Return the stretch of the Solstice Shorts event page from "The Solstice Shorts" through "High Moss label.", copied word for word.

**Supplied text**
+ + + +

Noon: Solstice Shorts 2018

Simultaneous words and music across the UK and Ireland

Friday 21 December 2018 • 12 noon
Blackwell's University Bookshop • 99 High Street • ABERDEEN • AB24 3EN

Noon: Solstice Shorts

Noon: Solstice Shorts

Admission free • Light refreshments served

The Solstice Shorts festival takes place on the shortest day of the year, with simultaneous performances of poetry, prose and music taking place at venues across Scotland, England, Wales and Ireland. Intuitive Music Aberdeen is coordinating the Aberdeen event in association with Arachne Press and Blackwell's Bookshop and there are also performances in Edinburgh, Carlisle, Holyhead, London and Cork.

We hope you will come to Blackwell's Bookshop to witness our part of the event live, but if you can't make it, please keep an eye on Intuitive Music Aberdeen on Facebook to watch a live video-stream of the event.

The poems and stories from the festival will be published as a book by Arachne Press in March 2019 with the release timed to coincide with the equinox. The music is available on Haworth Hodgkinson's album Winter Solstice, available on the High Moss label.

Programme

Moon Jellyfish
Poem by Ness Owen read by Marka Rifat

On the First Calculation of the Circumference of the Earth
Poem by Alison Gerhard read by Haworth Hodgkinson

Pocket Watch
Poem written and read by Catriona Yule

High Noon
Story written and read by Marka Rifat

Noon Talk
Poem by Graham Burchell read by Haworth Hodgkinson

Sun Beats over New Orleans
Poem by Natalie Gasper read by Catriona Yule

Arthur Streeton Advises his Students
Poem by Mandy Macdonald read by Marka Rifat

Mother Hand
Story by Karen Ankers read by Catriona Yule

Unleashed
Poem by Paul Foy read by Marka Rifat

An Autumn Noon
Poem by Ian Grosz read by Haworth Hodgkinson

I am not Beautiful at Noon
Poem by Elinor Brooks read by Catriona Yule

The poems and stories will be interspersed with intuitive music in response to the Solstice Mode from Dundee Ambient, Part 1: Winter Solstice by Haworth Hodgkinson, played by the ensemble Intuitive Music Aberdeen.

Writers

Ness Owen

Ness Owen lives on the island of Ynys Môn where she writes plays, poetry and stories in between lecturing and farming. Her work has appeared in various journals including Poetry Wales, Red Poets, I, S & T, The Fat Damsel, Culture Matters and in anthologies published by Arachne Press, Three Drops Press, Here and Now project and Mother's Milk Books.

Alison Gerhard

Alison Gerhard is a writer, researcher, and disability activist at the College of William and Mary in Williamsburg, Virginia, USA. She is currently pursuing her M.S. in chemistry studying zinc, cadmium and mercury. Her work has appeared or is forthcoming in the journals Wordgathering, Rat's Ass Review and Meow Meow Pow Pow Lit.

+ + + +

**Source data**
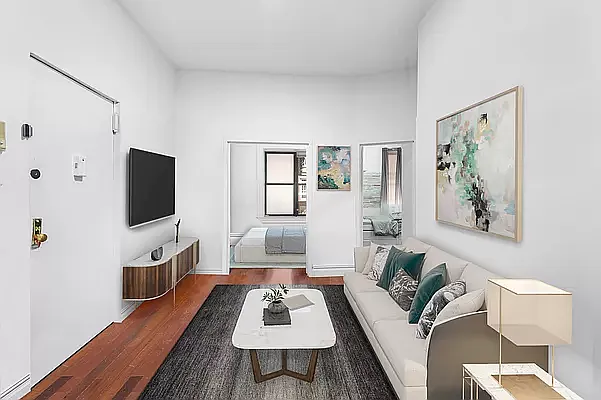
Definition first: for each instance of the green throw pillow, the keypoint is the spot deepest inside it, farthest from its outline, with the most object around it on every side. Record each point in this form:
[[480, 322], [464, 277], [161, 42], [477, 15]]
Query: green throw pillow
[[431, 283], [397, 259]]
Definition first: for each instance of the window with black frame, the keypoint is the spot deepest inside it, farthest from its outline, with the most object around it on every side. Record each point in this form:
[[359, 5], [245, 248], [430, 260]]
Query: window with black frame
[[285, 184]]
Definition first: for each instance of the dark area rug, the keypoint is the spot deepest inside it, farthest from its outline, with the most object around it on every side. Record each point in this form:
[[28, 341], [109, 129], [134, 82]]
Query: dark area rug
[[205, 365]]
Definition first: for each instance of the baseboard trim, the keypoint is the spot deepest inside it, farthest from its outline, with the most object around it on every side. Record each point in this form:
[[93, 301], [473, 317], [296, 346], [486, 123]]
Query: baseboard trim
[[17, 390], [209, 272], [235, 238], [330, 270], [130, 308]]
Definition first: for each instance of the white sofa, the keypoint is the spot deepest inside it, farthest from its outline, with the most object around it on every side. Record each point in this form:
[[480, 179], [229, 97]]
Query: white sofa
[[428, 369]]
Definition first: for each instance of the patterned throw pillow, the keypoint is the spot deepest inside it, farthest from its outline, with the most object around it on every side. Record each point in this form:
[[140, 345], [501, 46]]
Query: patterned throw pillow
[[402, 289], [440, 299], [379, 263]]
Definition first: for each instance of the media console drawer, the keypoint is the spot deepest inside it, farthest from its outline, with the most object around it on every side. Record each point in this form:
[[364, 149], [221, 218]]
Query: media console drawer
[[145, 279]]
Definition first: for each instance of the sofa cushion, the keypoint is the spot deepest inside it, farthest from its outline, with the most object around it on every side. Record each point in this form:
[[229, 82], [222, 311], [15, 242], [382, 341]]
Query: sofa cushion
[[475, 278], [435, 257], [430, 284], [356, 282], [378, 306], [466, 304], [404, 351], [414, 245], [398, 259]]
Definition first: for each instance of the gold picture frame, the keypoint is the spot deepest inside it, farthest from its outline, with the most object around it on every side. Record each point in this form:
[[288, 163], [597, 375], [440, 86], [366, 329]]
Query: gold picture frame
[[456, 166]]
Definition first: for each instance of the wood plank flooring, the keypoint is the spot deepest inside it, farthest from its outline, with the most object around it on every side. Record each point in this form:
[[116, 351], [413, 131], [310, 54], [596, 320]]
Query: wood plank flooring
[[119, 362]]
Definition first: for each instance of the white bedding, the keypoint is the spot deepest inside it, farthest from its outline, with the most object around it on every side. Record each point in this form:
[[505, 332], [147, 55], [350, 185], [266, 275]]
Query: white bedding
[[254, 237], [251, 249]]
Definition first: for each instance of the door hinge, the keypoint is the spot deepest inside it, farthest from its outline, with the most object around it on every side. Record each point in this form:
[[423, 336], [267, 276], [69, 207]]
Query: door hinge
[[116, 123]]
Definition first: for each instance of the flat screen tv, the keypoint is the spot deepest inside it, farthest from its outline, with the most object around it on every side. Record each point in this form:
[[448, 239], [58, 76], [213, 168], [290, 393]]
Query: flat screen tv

+ + + +

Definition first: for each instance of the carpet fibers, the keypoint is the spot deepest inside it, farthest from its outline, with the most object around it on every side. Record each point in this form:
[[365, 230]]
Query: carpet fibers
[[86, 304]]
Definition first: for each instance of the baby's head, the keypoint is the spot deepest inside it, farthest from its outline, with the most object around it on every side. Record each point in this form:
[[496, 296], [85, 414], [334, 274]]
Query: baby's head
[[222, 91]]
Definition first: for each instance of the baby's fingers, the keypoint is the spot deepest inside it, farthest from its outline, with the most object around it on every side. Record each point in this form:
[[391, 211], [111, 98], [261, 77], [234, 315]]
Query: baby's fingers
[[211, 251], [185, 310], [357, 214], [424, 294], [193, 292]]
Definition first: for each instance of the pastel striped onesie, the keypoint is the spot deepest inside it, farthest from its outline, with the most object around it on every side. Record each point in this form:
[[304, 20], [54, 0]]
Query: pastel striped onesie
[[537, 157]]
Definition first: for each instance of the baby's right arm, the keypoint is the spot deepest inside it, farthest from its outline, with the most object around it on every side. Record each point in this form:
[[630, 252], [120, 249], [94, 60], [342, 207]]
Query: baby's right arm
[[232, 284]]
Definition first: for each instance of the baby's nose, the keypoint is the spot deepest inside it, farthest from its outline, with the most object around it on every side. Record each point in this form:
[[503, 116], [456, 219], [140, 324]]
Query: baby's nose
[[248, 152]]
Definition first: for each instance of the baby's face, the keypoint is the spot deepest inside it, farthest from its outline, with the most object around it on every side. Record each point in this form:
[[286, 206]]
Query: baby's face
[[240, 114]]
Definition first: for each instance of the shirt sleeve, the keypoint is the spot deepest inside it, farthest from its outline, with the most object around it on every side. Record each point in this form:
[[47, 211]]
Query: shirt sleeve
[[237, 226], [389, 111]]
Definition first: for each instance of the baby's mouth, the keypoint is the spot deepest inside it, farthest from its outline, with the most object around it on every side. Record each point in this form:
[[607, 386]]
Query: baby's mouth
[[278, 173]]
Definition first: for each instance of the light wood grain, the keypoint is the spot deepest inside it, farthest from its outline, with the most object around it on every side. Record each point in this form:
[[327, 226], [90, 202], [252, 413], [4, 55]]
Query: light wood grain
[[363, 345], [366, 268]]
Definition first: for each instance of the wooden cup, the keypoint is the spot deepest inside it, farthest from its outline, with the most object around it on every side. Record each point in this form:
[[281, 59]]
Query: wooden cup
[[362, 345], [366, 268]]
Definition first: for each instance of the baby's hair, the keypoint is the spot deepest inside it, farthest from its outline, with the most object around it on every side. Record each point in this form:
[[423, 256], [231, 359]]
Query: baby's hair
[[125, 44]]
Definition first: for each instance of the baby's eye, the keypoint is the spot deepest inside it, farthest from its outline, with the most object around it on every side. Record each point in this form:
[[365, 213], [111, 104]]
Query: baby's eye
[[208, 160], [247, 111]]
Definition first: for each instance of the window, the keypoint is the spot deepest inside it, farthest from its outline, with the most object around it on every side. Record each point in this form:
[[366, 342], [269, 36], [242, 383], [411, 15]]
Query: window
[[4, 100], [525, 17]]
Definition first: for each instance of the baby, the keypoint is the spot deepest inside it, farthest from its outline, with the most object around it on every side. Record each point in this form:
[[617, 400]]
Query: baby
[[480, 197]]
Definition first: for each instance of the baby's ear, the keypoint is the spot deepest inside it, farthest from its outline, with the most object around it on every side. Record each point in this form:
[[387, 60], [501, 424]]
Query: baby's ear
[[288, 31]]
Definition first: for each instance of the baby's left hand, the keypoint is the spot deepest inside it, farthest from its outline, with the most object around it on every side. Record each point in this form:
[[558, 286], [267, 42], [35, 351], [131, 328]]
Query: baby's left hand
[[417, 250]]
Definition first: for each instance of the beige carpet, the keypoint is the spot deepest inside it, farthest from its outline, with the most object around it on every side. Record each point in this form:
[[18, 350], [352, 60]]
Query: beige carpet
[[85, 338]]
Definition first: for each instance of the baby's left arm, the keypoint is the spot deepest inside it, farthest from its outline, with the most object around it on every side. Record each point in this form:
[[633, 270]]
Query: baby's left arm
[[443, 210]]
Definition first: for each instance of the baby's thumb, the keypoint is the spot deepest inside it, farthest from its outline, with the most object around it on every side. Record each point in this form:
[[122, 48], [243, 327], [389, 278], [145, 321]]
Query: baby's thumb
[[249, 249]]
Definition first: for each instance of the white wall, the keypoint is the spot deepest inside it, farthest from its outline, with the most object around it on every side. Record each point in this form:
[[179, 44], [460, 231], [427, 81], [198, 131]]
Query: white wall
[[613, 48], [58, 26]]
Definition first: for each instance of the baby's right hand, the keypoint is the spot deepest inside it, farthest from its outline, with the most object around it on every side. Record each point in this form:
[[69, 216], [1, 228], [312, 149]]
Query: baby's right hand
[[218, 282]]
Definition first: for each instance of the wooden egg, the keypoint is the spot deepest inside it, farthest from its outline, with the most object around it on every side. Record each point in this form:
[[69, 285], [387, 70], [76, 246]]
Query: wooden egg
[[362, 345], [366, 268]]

+ + + +

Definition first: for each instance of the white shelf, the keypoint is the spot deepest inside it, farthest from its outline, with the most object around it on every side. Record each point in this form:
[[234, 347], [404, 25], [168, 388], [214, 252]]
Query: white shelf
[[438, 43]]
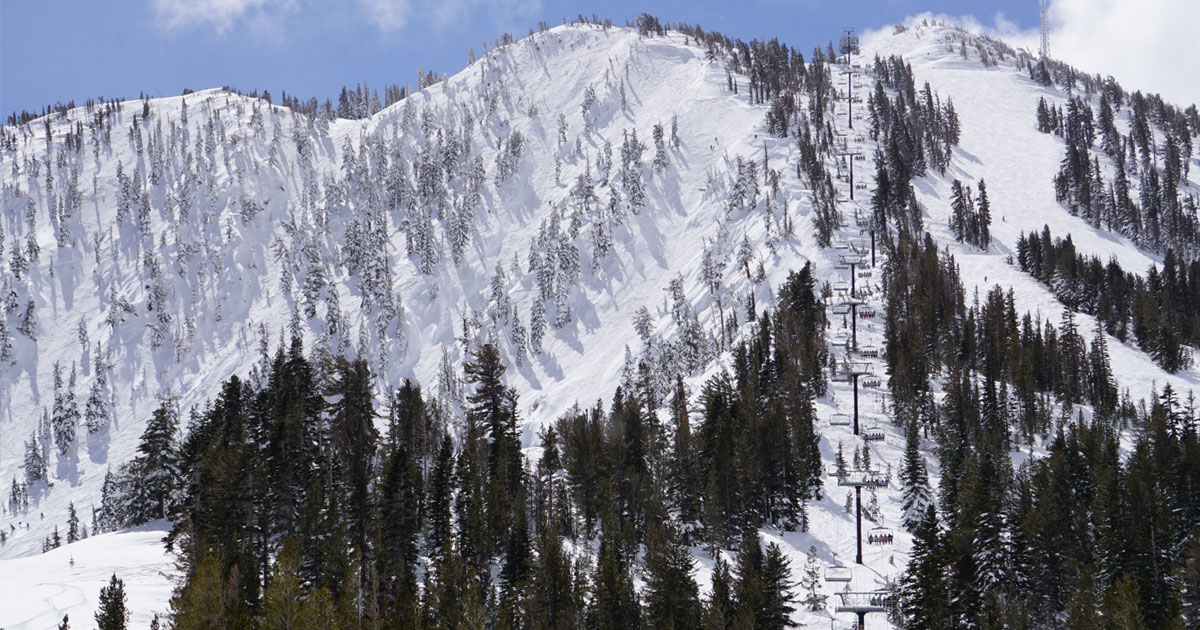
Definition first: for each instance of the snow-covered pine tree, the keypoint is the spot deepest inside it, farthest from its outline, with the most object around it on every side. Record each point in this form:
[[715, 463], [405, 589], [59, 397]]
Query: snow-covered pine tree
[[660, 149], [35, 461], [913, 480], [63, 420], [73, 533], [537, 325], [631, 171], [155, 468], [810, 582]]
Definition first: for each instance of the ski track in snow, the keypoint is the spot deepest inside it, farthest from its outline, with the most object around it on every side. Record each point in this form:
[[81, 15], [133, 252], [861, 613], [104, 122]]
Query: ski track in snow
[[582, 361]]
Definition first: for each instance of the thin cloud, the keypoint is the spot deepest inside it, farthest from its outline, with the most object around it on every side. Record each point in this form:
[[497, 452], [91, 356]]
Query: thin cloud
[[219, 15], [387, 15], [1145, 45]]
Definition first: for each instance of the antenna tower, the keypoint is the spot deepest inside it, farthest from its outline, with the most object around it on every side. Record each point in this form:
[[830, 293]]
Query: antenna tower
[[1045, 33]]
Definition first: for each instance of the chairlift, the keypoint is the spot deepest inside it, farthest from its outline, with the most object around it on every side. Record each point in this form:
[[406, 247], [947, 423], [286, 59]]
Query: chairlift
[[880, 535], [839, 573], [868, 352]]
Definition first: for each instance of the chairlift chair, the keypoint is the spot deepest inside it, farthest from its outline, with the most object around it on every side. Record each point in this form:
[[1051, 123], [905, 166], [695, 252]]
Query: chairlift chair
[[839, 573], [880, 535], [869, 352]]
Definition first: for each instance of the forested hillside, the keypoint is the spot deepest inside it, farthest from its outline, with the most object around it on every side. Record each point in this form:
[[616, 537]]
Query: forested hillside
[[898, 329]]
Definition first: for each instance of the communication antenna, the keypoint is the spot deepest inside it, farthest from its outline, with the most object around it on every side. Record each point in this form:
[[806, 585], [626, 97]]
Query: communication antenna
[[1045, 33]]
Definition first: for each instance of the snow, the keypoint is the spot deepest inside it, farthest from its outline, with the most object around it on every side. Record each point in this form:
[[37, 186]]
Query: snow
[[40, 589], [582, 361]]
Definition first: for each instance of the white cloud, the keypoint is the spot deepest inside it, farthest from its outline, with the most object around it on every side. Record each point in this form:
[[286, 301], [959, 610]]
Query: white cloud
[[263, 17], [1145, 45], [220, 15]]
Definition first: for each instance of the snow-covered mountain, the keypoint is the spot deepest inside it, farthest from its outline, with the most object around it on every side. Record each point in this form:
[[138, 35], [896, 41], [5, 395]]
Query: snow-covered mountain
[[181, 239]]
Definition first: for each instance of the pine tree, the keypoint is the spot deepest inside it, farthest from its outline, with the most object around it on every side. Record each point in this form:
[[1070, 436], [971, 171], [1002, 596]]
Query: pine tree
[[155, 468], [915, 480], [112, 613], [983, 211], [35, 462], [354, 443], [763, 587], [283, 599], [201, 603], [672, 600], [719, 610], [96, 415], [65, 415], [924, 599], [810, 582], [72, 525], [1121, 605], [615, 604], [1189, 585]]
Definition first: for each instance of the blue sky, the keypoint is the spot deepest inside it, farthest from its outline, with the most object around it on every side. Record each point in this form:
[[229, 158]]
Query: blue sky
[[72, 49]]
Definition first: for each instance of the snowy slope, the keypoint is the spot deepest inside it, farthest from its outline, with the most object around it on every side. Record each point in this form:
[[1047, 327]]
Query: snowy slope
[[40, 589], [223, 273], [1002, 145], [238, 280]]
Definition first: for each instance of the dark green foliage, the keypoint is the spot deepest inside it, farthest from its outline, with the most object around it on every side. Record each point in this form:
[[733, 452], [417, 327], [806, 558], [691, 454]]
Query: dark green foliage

+ + + +

**Exercise solution**
The Solstice Shorts festival takes place on the shortest day of the year, with simultaneous performances of poetry, prose and music taking place at venues across Scotland, England, Wales and Ireland. Intuitive Music Aberdeen is coordinating the Aberdeen event in association with Arachne Press and Blackwell's Bookshop and there are also performances in Edinburgh, Carlisle, Holyhead, London and Cork.

We hope you will come to Blackwell's Bookshop to witness our part of the event live, but if you can't make it, please keep an eye on Intuitive Music Aberdeen on Facebook to watch a live video-stream of the event.

The poems and stories from the festival will be published as a book by Arachne Press in March 2019 with the release timed to coincide with the equinox. The music is available on Haworth Hodgkinson's album Winter Solstice, available on the High Moss label.